### Supplied material
################
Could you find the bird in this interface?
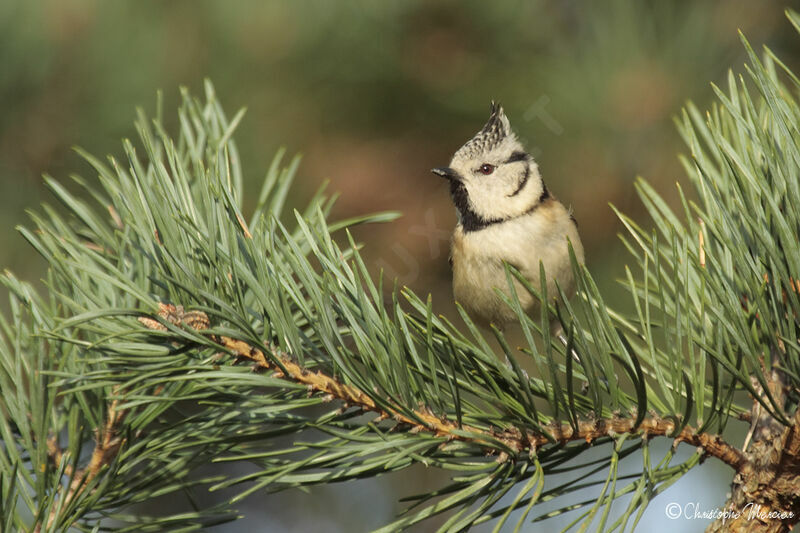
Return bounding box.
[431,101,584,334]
################
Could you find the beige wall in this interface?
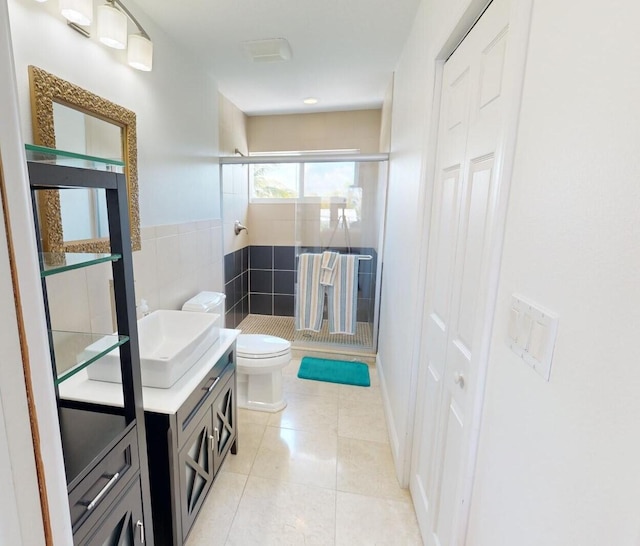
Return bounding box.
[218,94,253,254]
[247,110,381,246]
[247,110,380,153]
################
### Your objective
Rewrite the records from the line containing "Could you find the bird in this interface?" through the line containing "[431,101,584,334]", inclusive, swapping "bird" for "owl" and changing nothing else. Omit the pictures from your answer.

### Task output
Could you find the owl in this interface?
Return bounding box.
[431,101,584,334]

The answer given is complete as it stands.